- [Document segment]:
....
The potato (Solanum tuberosum), a tuber that originated in the upper part of the Andes in Peru, has served as a foodstuff for humans in the last 8,000 years. However, it was not until the Spanish took samples of the potato to Europe in the sixteenth century that it became a universal food. In fact, less than a century after the potato was brought to the Old World, it turned for mass consumption, and during the industrial revolution proved to be a key energy source for the working class. Today, the potato is a very important source of protein and starch for vegetarians and vegans.
According to ancient legend, when the mythical founders of the Inca Empire, in old Peru, Manco Capac and Mama Ocllo, emerged from the cold waters of Lake Titicaca, the first thing that God taught them was to plant potatoes. Possibly due to this ancient origin, farmers in the Andes have developed a number of varieties that have adapted to all climates. Today, scientists have identified more than 4,000 potato varieties, many of which, as the yellow potato (papa amarilla or papa huayro) are found only in Peru. In fact, Peruvian potatoes are considered unmatched in flavor and texture. The mighty Inca culture revered the potato not only as a staple food but as an icon. Vegetarians and vegans who travel to Peru delight themselves in many delicious dishes based on several varieties of potatoes, including the famous “yellow potato” or “papa amarilla”.
....
[Natural-language descriptions of regions]
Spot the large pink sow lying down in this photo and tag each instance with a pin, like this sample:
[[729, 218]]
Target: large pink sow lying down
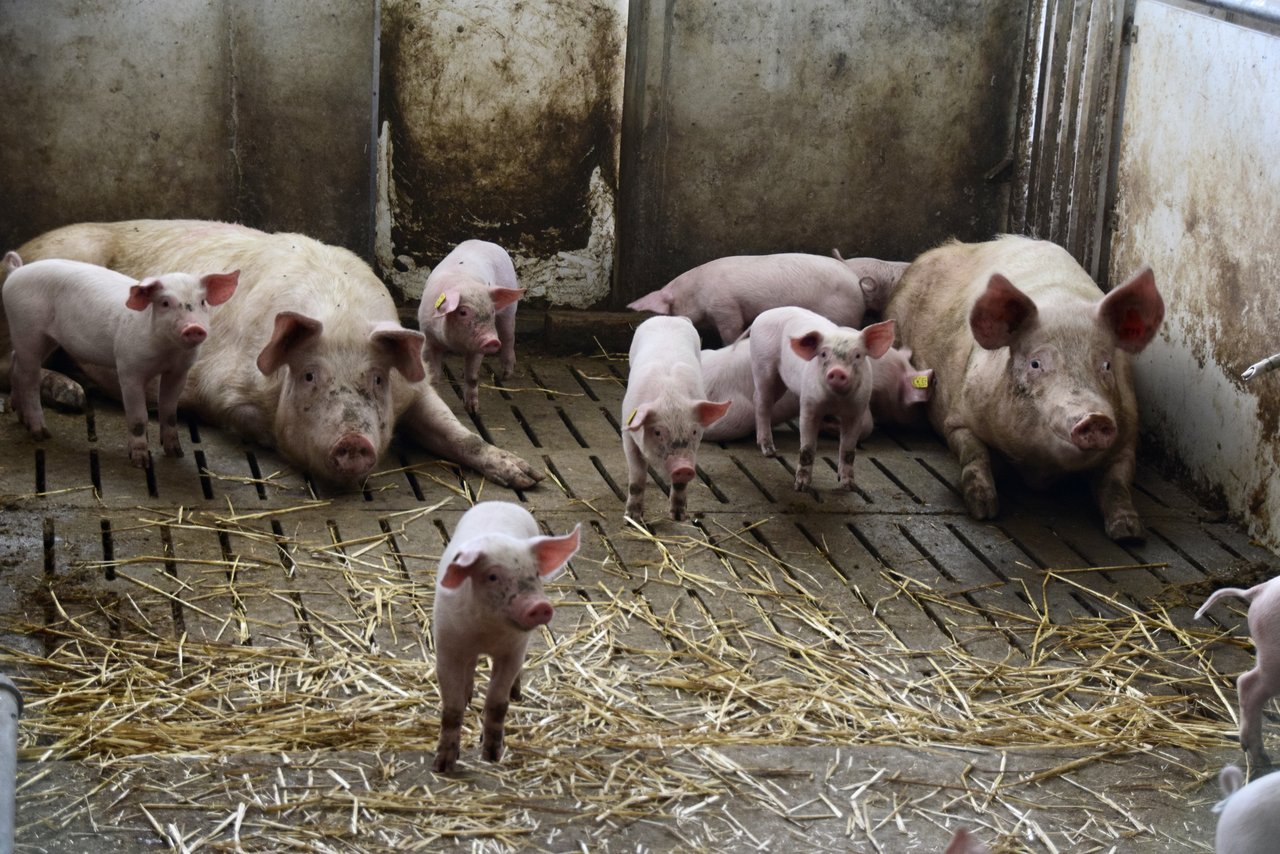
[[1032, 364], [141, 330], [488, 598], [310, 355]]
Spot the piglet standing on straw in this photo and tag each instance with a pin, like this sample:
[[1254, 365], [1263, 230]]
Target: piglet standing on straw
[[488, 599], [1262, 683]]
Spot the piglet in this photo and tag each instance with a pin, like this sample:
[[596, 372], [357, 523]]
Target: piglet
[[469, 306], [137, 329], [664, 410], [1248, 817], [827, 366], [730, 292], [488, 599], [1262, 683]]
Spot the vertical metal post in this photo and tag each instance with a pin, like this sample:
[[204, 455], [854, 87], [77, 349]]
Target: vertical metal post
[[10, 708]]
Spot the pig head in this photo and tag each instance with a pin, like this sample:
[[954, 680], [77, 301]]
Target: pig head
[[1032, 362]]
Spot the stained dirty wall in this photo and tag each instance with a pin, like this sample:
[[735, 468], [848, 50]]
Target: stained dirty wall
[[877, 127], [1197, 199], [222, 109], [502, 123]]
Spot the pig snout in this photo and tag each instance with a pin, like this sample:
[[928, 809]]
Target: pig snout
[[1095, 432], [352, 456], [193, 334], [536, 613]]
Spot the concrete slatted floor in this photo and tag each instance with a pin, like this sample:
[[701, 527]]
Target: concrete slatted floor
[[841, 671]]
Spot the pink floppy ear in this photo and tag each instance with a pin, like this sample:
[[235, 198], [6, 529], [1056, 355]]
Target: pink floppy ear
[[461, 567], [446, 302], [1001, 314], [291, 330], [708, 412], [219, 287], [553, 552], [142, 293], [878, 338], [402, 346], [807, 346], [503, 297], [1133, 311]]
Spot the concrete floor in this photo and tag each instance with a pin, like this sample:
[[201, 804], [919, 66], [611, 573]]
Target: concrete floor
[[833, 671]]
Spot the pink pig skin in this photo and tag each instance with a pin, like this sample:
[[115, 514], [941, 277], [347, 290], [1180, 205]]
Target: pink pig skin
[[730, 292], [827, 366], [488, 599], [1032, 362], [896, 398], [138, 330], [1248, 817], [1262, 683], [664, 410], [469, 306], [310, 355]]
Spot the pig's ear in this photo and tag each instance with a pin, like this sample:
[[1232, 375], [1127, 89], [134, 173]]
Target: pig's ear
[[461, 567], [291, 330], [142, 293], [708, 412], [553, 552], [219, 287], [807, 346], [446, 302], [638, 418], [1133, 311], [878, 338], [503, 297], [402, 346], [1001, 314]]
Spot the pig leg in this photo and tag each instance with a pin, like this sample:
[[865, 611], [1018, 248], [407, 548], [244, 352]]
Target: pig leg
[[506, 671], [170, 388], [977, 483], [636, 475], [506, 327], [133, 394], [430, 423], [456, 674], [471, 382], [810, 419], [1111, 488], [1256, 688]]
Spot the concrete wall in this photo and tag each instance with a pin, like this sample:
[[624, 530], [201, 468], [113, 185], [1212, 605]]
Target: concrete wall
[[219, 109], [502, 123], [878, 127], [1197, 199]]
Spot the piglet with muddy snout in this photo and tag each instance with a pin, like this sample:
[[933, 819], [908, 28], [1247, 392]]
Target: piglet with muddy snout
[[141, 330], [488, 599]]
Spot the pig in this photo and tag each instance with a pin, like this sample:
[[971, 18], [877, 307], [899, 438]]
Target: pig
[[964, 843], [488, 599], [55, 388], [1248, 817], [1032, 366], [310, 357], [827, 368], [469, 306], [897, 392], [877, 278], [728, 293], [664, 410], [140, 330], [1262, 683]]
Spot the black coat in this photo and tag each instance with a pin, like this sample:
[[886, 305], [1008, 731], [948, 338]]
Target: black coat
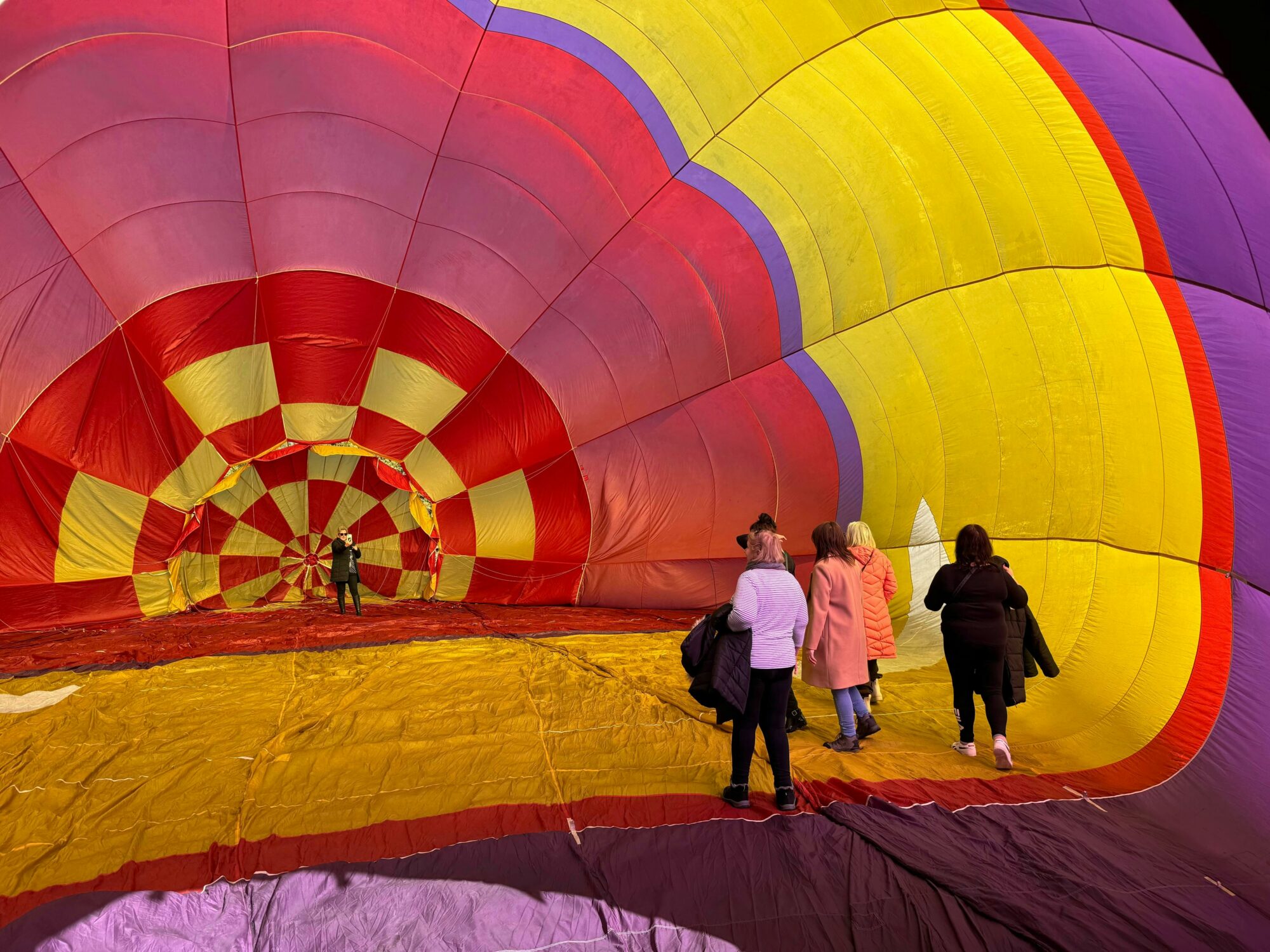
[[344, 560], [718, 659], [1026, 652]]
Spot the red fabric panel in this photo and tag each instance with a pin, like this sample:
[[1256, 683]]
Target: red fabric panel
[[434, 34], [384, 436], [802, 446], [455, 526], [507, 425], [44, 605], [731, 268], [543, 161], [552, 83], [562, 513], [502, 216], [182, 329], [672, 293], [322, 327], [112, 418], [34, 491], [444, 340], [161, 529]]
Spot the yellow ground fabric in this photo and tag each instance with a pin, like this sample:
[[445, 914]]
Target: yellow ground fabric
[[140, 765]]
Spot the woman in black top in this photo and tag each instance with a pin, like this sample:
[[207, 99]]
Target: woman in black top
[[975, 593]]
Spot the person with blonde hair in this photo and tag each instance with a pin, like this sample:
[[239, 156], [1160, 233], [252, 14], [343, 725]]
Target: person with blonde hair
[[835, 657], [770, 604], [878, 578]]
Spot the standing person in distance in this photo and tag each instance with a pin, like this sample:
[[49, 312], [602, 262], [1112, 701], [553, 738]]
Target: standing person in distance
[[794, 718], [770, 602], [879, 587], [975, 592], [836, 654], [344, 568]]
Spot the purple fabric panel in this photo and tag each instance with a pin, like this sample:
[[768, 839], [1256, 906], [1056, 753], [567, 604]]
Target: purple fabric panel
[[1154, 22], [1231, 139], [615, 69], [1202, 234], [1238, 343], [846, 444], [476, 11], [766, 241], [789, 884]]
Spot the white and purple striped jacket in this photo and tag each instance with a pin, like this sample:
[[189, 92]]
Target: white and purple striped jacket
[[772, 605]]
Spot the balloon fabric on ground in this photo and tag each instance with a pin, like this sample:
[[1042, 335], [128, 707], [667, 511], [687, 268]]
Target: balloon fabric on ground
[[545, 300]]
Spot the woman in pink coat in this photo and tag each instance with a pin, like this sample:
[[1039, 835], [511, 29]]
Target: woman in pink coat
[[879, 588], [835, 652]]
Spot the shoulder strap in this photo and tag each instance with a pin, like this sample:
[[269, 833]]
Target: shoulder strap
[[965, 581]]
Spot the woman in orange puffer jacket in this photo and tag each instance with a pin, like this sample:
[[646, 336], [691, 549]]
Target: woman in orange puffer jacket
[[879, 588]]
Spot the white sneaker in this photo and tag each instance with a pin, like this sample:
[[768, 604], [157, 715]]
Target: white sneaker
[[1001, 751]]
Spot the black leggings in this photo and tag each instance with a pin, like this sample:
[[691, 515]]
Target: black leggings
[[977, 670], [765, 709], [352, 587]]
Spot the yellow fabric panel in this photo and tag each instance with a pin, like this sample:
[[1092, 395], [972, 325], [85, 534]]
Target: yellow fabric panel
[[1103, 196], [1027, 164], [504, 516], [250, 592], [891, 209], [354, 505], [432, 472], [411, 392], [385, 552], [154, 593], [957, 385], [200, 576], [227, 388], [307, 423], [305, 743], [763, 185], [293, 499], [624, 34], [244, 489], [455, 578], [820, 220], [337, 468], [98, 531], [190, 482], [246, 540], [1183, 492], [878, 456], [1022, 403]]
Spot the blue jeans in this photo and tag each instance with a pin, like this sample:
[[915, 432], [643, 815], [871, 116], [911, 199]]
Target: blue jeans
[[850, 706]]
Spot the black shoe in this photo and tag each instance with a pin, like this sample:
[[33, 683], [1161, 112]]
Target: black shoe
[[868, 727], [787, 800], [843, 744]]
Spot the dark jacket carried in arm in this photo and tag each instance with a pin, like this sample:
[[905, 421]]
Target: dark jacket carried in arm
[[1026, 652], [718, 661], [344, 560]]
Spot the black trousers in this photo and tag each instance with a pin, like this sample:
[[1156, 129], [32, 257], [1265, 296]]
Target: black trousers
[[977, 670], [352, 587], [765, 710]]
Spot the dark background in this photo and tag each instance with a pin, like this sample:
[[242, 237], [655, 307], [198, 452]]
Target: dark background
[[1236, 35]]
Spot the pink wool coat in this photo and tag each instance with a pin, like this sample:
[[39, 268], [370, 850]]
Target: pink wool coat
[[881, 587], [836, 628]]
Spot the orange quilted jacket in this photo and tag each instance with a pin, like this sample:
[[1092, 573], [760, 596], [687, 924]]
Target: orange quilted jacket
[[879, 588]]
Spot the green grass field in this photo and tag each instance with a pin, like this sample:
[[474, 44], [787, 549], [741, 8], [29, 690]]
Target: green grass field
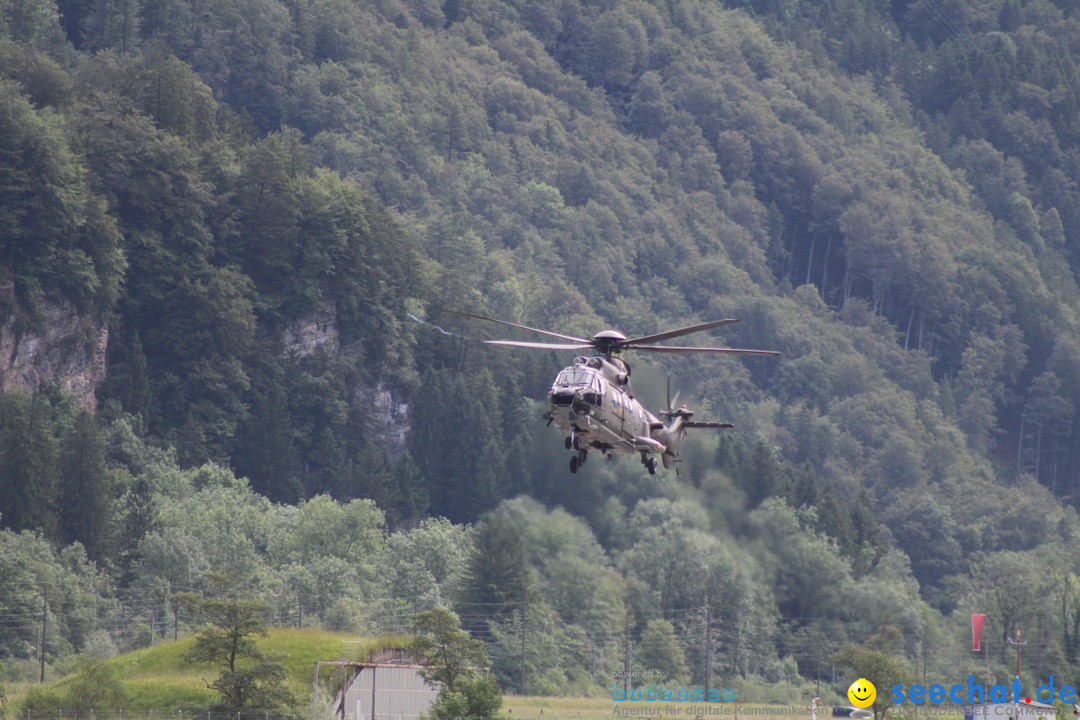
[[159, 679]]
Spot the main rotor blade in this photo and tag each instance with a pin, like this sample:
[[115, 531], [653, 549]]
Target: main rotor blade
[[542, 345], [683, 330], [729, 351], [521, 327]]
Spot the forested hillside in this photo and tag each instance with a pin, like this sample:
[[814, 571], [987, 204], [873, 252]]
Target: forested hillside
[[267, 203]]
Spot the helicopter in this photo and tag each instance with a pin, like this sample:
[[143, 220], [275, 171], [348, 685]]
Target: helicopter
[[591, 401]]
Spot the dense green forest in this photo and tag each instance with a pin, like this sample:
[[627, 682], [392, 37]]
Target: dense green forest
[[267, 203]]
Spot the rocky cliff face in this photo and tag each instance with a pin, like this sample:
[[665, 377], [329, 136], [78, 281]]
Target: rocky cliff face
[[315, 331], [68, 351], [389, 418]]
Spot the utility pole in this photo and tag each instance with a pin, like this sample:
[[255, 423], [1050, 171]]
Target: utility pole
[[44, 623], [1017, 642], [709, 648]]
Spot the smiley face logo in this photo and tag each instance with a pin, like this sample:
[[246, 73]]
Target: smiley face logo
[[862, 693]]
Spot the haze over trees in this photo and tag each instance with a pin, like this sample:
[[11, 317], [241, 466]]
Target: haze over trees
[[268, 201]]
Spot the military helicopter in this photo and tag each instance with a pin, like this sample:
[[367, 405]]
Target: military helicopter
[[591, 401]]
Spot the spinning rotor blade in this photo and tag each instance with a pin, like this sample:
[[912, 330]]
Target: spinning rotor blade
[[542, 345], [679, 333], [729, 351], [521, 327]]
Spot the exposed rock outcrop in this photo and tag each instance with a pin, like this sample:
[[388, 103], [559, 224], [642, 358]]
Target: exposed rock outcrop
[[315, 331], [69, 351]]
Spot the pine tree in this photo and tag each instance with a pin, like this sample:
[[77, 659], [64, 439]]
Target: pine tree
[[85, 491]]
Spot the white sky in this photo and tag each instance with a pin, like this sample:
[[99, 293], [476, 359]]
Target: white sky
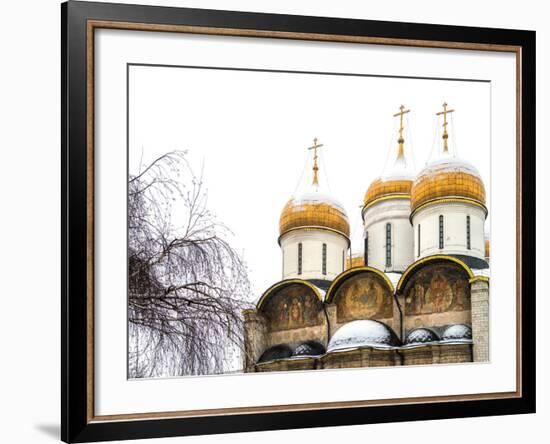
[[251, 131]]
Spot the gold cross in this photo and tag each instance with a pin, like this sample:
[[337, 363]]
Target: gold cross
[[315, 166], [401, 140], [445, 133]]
....
Continue the text about the potato, starting after its final sentence.

The annual diet of an average global citizen in the first decade of the twenty-first century include about 33 kg of potatoes. However, the local importance of the potato is rapidly increasing. It remains an essential crop in Europe (especially in Central and Eastern Europe), where output per capita is still the highest in the world. However, a faster expansion in recent decades has occurred in South and East Asia. China is now the world’s largest potato producing country, and nearly a third of the world’s potatoes are harvested in China and India. In general, the potato production has shifted away from richer countries to low-income areas of the world.
In the famous tourist destinations of Cusco, Machu Picchu, Lake Titicaca, La Paz and Quito many restaurants offer wonderful recipes of potatoes and corn to vegetarian and vegan visitors who travel to Peru, Ecuador and Bolivia.